My father, Hans Larsen, was born July 8, 1806 in Lundby, Lyderslev [Søgn], Præstø Amt, Danmark. His father, Lars
Petersen, born in same place 1766, died Nov. 26, 1833. Father's mother, Maren Hansen Petersen, born in same place
1770, died March 20 1839. Father had two sisters, five brothers.
When father was a boy he worked for the farmers in the daytime and in the evening carded wool for his mother.
They made their own clothes. She had made all the bed ticking that we had and I don't know how many pairs of stockings
she had knit for father - great long ones.
[p. 2] When he [father] got old enough he had to be a sailor or train for soldier, so he took to the sea. He went to
many lands. He kept up going to sea till he was married. Once after that he worked on the water. He came nearly being
drowned several times. They had there [in Copenhagen] what they called a "Pram," a little like a raft, to carry goods from
and to the ships (they called father "Pram Sticker Larsen") where the canals were too shallow for big ships.
On Aug 5, 1836, he married Elina Dorothe Bentsen in Holms Church, Copenhagen. (Danish Holms Kirke.) Mother
was born Dec. 27, 1810, in Copenhagen, Danmark, died Mar. 9 1877 [in Salt Lake City].
On the 14 of June 1850 three Mormon Elders arrived in Copenhagen, Erastus Snow, George P. Dykes, and John
Forsgren [who was] to go to Sweden. [p. 3] P.O. Hanson, another elder, had arrived some days before. My parents
belonged to the Baptist Church at that time. That's where the Elders made a start. They soon had some converted.

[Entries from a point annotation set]

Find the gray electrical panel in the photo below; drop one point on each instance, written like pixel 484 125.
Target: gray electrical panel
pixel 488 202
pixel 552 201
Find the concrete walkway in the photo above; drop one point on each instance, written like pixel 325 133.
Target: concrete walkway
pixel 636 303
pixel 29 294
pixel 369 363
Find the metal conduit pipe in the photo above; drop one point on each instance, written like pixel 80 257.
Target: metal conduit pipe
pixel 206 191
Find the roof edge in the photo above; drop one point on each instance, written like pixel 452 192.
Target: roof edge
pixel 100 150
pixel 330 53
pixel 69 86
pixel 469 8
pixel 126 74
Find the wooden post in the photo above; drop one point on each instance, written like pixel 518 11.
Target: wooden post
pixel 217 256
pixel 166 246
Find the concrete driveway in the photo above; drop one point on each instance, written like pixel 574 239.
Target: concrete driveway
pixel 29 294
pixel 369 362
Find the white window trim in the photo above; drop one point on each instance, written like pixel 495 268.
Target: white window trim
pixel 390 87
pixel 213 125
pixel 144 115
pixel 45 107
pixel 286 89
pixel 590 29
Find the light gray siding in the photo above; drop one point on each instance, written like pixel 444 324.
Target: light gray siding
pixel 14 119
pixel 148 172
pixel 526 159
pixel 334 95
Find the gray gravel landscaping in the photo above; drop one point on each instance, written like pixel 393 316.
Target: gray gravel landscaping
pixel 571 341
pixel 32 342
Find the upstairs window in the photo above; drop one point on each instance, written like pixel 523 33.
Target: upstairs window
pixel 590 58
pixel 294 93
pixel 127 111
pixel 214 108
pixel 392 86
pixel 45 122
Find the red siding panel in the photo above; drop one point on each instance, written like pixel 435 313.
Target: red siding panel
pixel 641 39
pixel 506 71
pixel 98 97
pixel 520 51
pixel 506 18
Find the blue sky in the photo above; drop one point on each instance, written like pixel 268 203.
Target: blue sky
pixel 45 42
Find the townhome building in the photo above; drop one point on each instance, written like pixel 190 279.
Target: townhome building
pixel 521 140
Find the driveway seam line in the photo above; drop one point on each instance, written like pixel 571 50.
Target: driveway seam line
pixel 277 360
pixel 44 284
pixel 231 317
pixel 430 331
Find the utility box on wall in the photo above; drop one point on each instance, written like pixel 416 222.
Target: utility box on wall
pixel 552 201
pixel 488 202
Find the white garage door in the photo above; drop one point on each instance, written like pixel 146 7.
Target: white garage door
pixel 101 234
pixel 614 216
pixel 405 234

What you have to do:
In the family history, what was a "Pram" used for in Copenhagen, and why was it needed? The records are separate material, independent of the family history.

Output for this task:
A "Pram," a craft somewhat like a raft, carried goods from and to the ships. It was needed where the canals were too shallow for big ships.